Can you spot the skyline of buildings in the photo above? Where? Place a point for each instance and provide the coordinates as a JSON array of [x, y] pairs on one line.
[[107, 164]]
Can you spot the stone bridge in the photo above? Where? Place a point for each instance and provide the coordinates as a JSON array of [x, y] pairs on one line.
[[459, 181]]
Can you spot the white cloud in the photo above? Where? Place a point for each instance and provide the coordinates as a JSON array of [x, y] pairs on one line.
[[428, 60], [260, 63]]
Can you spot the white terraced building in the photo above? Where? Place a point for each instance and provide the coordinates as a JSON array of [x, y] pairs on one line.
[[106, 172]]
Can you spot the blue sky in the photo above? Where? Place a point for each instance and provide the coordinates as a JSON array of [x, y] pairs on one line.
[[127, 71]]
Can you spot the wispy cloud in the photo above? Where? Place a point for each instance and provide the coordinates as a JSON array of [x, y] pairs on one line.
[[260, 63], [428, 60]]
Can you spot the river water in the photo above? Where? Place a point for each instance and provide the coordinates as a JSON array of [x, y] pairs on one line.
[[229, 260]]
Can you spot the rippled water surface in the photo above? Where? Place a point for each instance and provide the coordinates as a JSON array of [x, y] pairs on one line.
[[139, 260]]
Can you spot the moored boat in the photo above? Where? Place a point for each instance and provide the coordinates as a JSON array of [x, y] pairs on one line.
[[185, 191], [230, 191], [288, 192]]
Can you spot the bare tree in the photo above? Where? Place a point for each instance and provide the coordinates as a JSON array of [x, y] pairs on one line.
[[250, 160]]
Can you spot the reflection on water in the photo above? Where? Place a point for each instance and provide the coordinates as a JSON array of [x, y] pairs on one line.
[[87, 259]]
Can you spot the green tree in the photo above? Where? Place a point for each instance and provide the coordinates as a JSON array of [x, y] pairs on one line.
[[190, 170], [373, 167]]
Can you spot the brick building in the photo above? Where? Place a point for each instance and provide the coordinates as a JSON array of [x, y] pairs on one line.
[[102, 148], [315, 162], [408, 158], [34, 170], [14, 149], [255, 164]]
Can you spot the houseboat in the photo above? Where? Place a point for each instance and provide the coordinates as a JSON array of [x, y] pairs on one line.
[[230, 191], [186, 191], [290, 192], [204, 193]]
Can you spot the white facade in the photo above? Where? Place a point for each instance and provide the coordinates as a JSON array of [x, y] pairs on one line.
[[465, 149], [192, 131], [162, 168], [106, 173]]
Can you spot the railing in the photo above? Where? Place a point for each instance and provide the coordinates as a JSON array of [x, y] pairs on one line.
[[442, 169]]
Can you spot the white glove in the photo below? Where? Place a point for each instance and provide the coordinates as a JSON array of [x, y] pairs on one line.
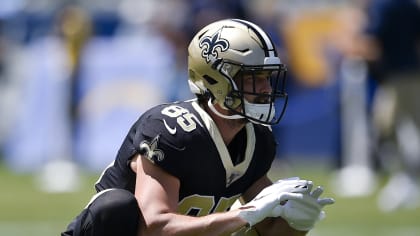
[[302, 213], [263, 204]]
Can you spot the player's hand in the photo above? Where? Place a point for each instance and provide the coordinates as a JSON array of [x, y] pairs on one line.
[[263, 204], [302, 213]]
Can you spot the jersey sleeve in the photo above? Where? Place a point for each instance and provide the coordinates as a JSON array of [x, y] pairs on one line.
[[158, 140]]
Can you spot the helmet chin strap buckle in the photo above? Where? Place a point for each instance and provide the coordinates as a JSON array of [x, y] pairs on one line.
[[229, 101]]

----------------

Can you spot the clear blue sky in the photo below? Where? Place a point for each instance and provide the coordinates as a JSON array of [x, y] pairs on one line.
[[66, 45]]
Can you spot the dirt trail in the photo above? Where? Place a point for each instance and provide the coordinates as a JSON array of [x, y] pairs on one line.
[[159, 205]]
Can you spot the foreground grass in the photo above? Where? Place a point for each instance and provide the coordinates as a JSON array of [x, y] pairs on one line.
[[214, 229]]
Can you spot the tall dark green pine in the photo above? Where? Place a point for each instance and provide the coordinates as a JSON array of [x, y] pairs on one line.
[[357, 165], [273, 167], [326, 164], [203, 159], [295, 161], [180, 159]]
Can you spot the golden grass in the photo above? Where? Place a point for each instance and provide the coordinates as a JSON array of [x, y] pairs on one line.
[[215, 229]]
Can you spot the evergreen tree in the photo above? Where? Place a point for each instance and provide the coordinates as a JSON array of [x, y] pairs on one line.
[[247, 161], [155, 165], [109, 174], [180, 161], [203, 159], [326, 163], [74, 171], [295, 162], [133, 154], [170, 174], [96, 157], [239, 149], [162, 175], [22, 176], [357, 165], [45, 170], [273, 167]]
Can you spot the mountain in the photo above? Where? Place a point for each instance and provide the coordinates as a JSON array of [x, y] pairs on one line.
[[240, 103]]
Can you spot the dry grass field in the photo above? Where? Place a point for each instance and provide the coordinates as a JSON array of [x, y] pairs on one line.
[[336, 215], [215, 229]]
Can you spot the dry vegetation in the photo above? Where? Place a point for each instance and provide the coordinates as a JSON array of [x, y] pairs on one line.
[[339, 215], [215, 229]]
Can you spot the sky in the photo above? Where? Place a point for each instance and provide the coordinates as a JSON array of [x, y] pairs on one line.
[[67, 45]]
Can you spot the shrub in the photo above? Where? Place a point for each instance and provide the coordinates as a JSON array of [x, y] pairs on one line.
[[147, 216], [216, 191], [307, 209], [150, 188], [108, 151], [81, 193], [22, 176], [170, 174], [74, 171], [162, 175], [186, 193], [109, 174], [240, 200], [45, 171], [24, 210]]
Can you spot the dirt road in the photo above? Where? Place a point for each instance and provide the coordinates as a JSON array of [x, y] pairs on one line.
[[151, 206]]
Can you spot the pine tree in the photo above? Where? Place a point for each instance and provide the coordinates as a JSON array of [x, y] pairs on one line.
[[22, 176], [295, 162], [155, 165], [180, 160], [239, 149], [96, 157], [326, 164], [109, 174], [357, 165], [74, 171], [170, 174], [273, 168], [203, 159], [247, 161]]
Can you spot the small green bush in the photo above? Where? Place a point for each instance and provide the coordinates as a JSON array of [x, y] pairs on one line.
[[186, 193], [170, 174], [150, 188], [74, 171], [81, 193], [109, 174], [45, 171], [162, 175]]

----------------

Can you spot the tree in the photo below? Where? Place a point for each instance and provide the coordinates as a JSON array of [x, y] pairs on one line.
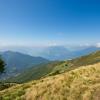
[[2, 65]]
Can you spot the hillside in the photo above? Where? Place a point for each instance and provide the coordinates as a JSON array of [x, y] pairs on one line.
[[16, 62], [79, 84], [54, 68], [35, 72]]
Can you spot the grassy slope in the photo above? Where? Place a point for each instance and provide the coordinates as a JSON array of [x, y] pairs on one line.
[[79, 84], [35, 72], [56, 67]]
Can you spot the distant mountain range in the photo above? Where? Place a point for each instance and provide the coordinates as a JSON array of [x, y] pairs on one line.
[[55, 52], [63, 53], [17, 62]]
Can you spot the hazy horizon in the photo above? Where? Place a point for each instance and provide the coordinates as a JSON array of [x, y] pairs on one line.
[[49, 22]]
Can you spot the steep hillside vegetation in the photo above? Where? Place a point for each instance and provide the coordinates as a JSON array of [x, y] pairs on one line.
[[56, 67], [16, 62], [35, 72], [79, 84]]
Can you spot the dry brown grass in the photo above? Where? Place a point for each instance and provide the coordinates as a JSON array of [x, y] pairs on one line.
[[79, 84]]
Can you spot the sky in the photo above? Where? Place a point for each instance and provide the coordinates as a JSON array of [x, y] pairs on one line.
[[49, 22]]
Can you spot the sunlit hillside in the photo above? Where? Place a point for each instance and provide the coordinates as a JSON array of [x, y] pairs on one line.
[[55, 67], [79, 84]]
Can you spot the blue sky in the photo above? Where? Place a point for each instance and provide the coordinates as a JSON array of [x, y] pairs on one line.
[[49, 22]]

----------------

● The task: How many of the rows above contain the word "below", matching case exactly? Reply with the number only.

● Exercise result: 3